Excerpts from a point labeling dataset
start

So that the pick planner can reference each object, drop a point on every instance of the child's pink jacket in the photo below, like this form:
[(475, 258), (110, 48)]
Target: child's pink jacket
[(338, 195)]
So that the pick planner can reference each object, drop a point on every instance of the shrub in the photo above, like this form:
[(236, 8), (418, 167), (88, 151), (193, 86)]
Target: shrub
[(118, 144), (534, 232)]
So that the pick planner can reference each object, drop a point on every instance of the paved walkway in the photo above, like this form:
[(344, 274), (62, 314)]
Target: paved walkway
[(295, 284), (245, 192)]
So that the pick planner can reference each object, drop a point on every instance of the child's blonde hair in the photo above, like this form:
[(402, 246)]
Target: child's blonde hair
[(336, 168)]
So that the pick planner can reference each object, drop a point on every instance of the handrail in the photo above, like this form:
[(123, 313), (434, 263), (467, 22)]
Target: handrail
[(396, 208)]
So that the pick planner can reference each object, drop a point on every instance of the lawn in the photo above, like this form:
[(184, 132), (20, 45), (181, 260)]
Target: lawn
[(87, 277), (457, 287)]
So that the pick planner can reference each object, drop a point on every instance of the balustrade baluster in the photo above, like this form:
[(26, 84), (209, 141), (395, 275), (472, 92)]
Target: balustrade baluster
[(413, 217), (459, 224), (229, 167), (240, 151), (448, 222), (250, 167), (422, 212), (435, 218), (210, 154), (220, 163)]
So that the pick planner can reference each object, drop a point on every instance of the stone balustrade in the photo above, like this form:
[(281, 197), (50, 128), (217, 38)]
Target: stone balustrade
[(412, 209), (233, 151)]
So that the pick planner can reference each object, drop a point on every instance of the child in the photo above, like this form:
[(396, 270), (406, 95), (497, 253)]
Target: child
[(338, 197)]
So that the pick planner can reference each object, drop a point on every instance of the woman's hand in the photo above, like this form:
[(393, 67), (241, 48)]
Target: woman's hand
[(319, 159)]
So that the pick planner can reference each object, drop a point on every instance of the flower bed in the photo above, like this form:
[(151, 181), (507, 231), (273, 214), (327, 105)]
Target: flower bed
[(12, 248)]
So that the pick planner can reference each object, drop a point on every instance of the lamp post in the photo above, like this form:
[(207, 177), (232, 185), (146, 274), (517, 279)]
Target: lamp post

end

Task goal >> Rewrite all of the lines above so that each occurrence of "pick planner" becomes "grasp planner", keeping everything else the same.

Result of the task >>
So that the grasp planner can reference each object, drop a point on every instance of the child's pink jacket in the photo below, like this form:
[(475, 258), (110, 48)]
Target: child's pink jacket
[(338, 195)]
So that the grasp planner can reference each object, drop a point on every instance of the shrub in the photo above, like this form:
[(236, 8), (418, 167), (88, 151), (193, 86)]
Target: shrub
[(118, 144), (534, 232)]
So that the grasp planner can reference each object, drop a point on every instance of the paved walkway in the photo above, like this form:
[(344, 274), (62, 314)]
Target: paved walkway
[(295, 284), (245, 192)]
So that the grasp planner can reference each object, drop a point on every instance of the child's blonde hair in the photo above, like this form:
[(402, 246)]
Target: child's blonde hair
[(336, 168)]
So that the grasp planner can reference each object, drop a point on every instance of the handrail in the photo above, like this form:
[(123, 313), (434, 263), (467, 22)]
Target: handrail
[(396, 208)]
So that the grasp planner can reference each object, drop a point on every instance of the lawn in the photo above, like this form:
[(184, 132), (20, 45), (181, 260)]
Target: lawn
[(87, 277), (457, 287)]
So that the grasp planner can reference each object, drop a point on every instance of the balustrade baluster in the photo above, like this form:
[(26, 84), (209, 141), (395, 275), (472, 92)]
Target: balustrade baluster
[(413, 217), (459, 224), (229, 167), (240, 151), (448, 222), (250, 167), (422, 212), (435, 218), (210, 154), (220, 163)]
So that the grasp planner can reference each object, drop a point on every instance of the stone balustrade in the photo above, like this form:
[(281, 197), (50, 128), (217, 38)]
Target: stone balustrade
[(412, 209), (233, 151)]
So that the grasp planner can reference each object, drop a point on every instance of the child in the photo above, like this form:
[(396, 270), (406, 95), (497, 253)]
Target: child
[(338, 197)]
So that the grasp planner can reference each object, drop a point on every instance of the woman's hand in the photo above, like this form:
[(393, 67), (241, 48)]
Target: woman's hand
[(319, 159)]
So that the grasp planner can reference each object, drop a point on every instance of the flower bed in the photo above, like this form:
[(151, 181), (507, 231), (273, 214), (327, 105)]
Target: flower bed
[(12, 248)]
So that the grasp planner can reference each object, drop a point on every instance of the lamp post in the photo above, like this form:
[(207, 177), (232, 185), (146, 274), (517, 279)]
Target: lamp post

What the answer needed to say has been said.